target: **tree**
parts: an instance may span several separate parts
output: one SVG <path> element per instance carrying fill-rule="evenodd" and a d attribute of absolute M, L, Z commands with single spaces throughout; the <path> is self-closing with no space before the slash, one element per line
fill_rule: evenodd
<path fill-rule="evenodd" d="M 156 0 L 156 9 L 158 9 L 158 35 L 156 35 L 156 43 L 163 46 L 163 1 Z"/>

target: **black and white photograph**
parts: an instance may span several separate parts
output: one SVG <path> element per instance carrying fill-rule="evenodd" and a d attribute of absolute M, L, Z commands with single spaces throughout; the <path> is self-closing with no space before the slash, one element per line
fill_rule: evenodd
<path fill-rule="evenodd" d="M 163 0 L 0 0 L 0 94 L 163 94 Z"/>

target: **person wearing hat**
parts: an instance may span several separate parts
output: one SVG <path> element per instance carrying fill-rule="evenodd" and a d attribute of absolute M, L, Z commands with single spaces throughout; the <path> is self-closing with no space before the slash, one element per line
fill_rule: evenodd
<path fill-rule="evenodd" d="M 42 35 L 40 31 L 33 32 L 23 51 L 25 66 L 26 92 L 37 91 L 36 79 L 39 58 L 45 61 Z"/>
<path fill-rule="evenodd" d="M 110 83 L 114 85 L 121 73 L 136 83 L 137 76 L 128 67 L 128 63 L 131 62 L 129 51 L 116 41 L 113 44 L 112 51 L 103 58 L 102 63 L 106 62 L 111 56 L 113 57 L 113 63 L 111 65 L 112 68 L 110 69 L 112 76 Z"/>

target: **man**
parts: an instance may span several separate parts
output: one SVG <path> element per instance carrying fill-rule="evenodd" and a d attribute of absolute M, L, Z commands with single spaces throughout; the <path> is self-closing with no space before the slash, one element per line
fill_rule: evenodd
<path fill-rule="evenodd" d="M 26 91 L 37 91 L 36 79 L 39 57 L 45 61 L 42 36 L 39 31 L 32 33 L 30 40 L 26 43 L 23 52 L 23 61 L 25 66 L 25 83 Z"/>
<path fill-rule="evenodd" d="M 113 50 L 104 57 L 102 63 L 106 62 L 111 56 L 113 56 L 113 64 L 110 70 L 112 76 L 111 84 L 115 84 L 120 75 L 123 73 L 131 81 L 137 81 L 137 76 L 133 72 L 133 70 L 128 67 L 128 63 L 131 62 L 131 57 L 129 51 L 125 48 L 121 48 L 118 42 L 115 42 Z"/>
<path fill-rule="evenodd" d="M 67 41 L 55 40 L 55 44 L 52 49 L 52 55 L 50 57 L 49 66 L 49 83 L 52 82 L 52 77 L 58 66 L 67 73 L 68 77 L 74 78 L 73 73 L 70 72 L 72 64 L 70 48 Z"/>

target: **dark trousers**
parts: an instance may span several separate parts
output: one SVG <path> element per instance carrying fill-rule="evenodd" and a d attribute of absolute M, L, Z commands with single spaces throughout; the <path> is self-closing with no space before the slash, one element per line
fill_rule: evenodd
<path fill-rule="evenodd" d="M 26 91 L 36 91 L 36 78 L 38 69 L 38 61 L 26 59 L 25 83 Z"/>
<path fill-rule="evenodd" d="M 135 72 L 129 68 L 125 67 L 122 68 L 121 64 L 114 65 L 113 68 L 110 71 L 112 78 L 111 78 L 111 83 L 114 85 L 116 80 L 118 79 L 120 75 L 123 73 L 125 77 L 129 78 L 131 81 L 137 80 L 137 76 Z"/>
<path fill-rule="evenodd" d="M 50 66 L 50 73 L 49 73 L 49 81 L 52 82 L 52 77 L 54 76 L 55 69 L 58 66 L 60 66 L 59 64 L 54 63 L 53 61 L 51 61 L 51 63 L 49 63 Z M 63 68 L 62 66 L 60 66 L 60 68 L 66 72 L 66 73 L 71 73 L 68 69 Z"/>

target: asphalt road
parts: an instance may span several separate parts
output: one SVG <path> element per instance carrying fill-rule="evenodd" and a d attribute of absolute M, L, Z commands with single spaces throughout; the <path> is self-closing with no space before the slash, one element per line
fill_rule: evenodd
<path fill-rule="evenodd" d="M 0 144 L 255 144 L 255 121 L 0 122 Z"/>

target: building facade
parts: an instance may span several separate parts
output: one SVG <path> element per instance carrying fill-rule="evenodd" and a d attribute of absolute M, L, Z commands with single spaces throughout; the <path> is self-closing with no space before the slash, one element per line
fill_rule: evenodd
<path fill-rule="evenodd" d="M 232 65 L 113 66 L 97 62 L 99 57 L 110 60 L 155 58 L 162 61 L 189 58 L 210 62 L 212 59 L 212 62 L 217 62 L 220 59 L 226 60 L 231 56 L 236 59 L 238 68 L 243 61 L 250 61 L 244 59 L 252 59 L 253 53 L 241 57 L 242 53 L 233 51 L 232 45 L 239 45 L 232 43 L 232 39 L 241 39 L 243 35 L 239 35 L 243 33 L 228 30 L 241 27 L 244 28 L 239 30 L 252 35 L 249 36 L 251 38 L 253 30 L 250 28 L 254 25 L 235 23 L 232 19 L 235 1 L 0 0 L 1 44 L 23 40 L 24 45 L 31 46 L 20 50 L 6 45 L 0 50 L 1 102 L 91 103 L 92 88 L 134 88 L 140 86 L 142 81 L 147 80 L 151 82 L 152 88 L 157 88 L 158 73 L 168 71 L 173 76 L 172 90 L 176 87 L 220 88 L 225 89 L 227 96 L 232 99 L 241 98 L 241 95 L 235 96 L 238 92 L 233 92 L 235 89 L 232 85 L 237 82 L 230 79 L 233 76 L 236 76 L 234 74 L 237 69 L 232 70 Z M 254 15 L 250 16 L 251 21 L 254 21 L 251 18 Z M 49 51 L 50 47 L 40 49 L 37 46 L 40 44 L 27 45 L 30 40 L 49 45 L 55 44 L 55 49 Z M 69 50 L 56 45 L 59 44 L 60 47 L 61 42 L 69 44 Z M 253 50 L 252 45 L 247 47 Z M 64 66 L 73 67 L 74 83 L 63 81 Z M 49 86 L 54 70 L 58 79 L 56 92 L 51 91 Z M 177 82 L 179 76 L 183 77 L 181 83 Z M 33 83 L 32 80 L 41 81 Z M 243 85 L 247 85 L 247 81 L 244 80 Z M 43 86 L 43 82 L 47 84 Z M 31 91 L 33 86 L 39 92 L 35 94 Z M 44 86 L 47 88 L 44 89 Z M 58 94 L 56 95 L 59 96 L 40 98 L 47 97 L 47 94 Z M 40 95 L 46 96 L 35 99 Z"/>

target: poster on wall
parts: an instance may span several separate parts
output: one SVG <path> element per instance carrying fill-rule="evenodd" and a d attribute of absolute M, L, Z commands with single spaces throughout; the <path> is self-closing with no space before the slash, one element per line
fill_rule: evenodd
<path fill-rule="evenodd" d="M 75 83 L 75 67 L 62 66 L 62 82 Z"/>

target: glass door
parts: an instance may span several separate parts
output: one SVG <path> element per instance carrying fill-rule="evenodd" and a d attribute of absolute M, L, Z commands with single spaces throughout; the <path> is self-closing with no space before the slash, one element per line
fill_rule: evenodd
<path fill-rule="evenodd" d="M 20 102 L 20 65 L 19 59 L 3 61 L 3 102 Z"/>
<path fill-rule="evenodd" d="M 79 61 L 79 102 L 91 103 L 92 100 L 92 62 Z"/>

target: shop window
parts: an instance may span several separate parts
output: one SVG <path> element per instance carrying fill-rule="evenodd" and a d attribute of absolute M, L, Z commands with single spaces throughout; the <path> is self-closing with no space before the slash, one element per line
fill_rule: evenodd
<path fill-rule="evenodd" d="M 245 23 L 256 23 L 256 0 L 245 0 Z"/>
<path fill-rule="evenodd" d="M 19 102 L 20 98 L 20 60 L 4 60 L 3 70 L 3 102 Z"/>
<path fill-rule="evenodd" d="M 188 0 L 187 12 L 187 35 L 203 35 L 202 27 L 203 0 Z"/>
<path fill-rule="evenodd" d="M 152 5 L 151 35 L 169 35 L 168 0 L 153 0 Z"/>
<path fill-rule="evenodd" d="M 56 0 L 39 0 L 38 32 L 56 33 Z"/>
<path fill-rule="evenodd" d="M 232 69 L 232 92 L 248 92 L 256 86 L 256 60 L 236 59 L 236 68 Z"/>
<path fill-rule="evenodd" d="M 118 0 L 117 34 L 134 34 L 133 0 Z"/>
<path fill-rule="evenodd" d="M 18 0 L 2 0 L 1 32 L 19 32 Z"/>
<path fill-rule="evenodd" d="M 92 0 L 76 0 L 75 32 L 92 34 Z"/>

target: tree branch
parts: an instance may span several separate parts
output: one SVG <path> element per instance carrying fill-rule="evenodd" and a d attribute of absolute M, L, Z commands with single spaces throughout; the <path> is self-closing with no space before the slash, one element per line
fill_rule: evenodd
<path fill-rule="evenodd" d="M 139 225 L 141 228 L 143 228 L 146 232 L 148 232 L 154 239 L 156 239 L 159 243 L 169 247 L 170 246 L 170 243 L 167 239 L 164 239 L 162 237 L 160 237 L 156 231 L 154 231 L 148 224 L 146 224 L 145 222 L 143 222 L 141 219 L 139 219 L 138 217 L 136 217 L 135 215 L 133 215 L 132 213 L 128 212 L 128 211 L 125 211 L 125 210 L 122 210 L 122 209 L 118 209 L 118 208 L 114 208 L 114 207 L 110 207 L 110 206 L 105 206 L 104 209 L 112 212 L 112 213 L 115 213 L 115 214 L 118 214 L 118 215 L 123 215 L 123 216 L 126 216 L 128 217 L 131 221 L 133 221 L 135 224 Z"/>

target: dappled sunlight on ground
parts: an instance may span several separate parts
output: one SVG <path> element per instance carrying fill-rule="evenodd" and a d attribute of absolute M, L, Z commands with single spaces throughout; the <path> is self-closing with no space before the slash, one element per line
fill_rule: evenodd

******************************

#### QUÉ SE ESPERA
¿Puedes presentar como CSV de dos columnas, "entrada" y "salida", los registros que van desde la línea que contiene "target: **man**" hasta la línea que contiene "26 91 L 37 91", ambas incluidas? Cada registro ocupa una fila, con su texto y su respuesta en un campo entre comillas cada uno y los saltos de línea convertidos en espacios.

#### RESPUESTA COMPLETA
entrada,salida
"target: **man** parts: an instance may span several separate parts output: one SVG <path> element per instance carrying fill-rule=""evenodd"" and a d attribute of absolute M, L, Z commands with single spaces throughout; the <path> is self-closing with no space before the slash, one element per line fill_rule: evenodd","<path fill-rule=""evenodd"" d=""M 26 91 L 37 91 L 36 79 L 39 57 L 45 61 L 42 36 L 39 31 L 32 33 L 30 40 L 26 43 L 23 52 L 23 61 L 25 66 L 25 83 Z""/>"